PAGE TEXT:
+++++

Jury selection begins Monday/16 in the trial of Jose Ines Garcia Zarate, who is accused of killing Kate Stein with a gun he discovered that was stolen (by someone else, apparently) from a federal agent’s car.
The trial will get national attention: Donald Trump used the case in his presidential campaign, and the right-wing will play this as a story about someone who was in the country without documentation killing a young American citizen.
But there’s a much different story to be told. After being released from a federal prison, where he served time for immigration violations, Zarate was sent to San Francisco on an old marijuana warrant that was never going to lead to prosecution. The feds never produced a warrant to remand him into custody for deportation (although they knew where he was going, and knew he wasn’t going to be there long.)
Homeless, broke, and speaking no English, Zarate ended up on the waterfront. There is no indication that he has ever been violent or used a gun before. He may not even have known how guns work. And he stumbled onto a Sig-Sauer with a hair trigger and a round in the chamber, left by a federal agent who has not at this point faced any discipline for leaving a potential murder weapon unsecured.
The gun went off. He clearly wasn’t aiming at Steinle; the round bounced off the concrete before striking her in the head, 90 feet away.
Judge Samuel Feng has summoned 1,000 potential jurors. It will take a while to find 12 people who have not been so biased by news coverage (much of it driven by anti-immigrant sentiments) that they can fairly weigh the evidence.
It will probably take three days or so to choose a jury. Expect opening statements later in the week. We will be covering the trial daily.
Mission Street hasn’t yet become Valencia, but it’s moving in that direction. Small community businesses are closing, and high-end restaurants are taking over retail, according to the group Save Mission Street.

+++++

EXERCISE OBJECTIVE: Reproduce the article text above in full, word for word.

+++++

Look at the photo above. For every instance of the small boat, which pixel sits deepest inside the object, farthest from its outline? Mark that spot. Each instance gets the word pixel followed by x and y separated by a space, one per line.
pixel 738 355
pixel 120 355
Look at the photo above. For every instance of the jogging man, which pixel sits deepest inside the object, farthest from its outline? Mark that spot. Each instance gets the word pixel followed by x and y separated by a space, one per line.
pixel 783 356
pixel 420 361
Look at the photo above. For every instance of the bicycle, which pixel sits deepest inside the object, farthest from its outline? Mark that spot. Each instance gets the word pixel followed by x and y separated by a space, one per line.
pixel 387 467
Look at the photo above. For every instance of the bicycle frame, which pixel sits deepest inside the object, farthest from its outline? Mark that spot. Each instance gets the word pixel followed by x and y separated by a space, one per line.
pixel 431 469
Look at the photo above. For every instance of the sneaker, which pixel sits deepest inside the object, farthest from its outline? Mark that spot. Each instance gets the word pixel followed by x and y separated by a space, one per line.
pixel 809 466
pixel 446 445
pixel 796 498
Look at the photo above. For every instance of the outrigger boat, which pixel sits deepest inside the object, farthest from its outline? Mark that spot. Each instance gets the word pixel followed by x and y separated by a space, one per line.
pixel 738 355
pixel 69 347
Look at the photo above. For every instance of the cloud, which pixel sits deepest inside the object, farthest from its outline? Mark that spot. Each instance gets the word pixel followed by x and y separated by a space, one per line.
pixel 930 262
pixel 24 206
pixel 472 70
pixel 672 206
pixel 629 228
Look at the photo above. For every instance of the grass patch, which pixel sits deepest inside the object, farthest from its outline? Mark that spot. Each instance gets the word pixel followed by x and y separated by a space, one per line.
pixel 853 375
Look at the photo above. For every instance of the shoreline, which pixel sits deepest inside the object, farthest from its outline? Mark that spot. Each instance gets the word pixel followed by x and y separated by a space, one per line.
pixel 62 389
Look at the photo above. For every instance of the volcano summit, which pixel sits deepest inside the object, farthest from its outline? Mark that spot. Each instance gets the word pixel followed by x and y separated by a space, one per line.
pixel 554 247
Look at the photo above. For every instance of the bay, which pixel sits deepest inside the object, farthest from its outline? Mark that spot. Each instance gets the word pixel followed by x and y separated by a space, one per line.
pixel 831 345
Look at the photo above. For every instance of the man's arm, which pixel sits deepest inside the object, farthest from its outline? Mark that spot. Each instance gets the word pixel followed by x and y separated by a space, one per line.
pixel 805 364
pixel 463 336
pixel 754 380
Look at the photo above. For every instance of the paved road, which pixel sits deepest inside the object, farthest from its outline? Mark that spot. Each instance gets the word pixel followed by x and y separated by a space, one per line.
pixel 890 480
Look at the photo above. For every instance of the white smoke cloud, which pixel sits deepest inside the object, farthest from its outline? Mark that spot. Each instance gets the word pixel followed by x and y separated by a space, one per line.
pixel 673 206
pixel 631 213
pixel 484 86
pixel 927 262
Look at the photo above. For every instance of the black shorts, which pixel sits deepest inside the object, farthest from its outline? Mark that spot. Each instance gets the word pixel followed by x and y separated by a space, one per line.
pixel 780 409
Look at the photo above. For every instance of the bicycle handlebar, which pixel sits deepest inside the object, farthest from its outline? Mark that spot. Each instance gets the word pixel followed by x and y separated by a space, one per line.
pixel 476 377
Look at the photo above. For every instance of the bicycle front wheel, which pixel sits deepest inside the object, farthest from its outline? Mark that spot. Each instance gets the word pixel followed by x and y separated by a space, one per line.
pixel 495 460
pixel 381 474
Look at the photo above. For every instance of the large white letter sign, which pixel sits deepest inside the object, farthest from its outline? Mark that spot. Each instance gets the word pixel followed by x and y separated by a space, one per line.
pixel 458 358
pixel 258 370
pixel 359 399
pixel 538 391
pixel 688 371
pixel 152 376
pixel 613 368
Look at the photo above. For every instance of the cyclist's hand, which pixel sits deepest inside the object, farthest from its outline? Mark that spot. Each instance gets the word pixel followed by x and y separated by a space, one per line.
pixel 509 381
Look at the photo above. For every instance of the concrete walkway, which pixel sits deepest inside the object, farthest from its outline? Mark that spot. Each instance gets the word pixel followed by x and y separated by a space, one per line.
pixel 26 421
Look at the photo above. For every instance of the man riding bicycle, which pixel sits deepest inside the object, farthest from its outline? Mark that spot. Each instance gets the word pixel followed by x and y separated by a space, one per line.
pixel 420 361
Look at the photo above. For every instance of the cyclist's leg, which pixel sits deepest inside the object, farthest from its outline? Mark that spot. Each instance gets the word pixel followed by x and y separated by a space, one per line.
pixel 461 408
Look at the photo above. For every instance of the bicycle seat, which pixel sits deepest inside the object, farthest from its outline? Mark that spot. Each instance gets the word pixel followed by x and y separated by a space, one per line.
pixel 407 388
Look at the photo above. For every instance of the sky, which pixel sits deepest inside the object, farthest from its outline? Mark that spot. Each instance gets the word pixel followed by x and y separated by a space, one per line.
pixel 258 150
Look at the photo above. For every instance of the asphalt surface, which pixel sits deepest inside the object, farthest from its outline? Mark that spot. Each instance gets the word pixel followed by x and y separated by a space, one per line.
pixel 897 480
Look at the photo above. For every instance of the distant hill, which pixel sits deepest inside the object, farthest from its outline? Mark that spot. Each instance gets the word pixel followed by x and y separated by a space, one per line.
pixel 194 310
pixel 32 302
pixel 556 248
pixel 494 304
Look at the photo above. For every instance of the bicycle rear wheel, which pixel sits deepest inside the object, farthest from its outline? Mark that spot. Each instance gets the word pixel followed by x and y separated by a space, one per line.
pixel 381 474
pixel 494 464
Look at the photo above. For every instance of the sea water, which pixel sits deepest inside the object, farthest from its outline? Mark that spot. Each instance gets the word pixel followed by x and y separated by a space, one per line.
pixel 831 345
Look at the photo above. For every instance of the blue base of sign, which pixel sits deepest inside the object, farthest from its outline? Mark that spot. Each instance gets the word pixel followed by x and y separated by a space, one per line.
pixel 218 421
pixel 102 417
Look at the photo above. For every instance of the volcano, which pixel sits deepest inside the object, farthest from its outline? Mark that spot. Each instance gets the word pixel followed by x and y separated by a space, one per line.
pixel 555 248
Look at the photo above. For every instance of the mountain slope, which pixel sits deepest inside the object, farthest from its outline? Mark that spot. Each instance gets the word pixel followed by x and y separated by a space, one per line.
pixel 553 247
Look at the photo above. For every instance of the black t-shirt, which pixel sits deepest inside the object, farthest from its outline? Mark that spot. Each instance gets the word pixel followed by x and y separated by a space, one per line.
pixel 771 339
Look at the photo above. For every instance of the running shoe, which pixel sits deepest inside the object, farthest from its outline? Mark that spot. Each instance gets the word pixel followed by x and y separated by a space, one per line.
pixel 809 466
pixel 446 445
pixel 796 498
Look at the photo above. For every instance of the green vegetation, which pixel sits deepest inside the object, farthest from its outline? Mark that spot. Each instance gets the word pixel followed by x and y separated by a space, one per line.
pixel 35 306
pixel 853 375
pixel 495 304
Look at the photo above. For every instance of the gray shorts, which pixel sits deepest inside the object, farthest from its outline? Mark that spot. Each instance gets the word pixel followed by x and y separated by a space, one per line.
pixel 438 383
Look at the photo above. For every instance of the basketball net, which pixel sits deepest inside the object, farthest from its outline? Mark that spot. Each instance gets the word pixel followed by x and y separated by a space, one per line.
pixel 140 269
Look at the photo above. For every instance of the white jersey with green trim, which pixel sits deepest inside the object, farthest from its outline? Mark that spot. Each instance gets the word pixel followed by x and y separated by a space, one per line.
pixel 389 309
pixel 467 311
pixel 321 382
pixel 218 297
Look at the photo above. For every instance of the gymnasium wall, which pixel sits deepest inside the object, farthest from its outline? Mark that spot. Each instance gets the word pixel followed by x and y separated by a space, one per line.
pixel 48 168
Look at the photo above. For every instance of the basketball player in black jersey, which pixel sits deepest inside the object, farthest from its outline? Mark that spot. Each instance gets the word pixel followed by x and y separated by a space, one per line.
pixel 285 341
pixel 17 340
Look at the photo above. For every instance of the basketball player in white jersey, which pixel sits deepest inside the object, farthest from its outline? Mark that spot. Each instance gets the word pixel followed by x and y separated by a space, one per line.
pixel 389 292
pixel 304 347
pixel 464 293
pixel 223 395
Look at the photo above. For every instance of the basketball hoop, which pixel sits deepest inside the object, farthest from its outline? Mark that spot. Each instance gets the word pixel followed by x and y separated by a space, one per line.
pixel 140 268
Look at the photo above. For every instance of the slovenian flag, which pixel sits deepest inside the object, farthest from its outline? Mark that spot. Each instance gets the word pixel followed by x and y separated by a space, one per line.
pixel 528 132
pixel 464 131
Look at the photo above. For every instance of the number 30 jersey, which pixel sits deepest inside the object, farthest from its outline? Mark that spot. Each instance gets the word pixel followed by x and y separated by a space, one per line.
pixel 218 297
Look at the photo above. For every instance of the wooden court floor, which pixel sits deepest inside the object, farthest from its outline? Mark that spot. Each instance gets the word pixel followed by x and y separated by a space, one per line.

+++++

SOLUTION TO THE EXERCISE:
Jury selection begins Monday/16 in the trial of Jose Ines Garcia Zarate, who is accused of killing Kate Stein with a gun he discovered that was stolen (by someone else, apparently) from a federal agent’s car.
The trial will get national attention: Donald Trump used the case in his presidential campaign, and the right-wing will play this as a story about someone who was in the country without documentation killing a young American citizen.
But there’s a much different story to be told. After being released from a federal prison, where he served time for immigration violations, Zarate was sent to San Francisco on an old marijuana warrant that was never going to lead to prosecution. The feds never produced a warrant to remand him into custody for deportation (although they knew where he was going, and knew he wasn’t going to be there long.)
Homeless, broke, and speaking no English, Zarate ended up on the waterfront. There is no indication that he has ever been violent or used a gun before. He may not even have known how guns work. And he stumbled onto a Sig-Sauer with a hair trigger and a round in the chamber, left by a federal agent who has not at this point faced any discipline for leaving a potential murder weapon unsecured.
The gun went off. He clearly wasn’t aiming at Steinle; the round bounced off the concrete before striking her in the head, 90 feet away.
Judge Samuel Feng has summoned 1,000 potential jurors. It will take a while to find 12 people who have not been so biased by news coverage (much of it driven by anti-immigrant sentiments) that they can fairly weigh the evidence.
It will probably take three days or so to choose a jury. Expect opening statements later in the week. We will be covering the trial daily.
Mission Street hasn’t yet become Valencia, but it’s moving in that direction. Small community businesses are closing, and high-end restaurants are taking over retail, according to the group Save Mission Street.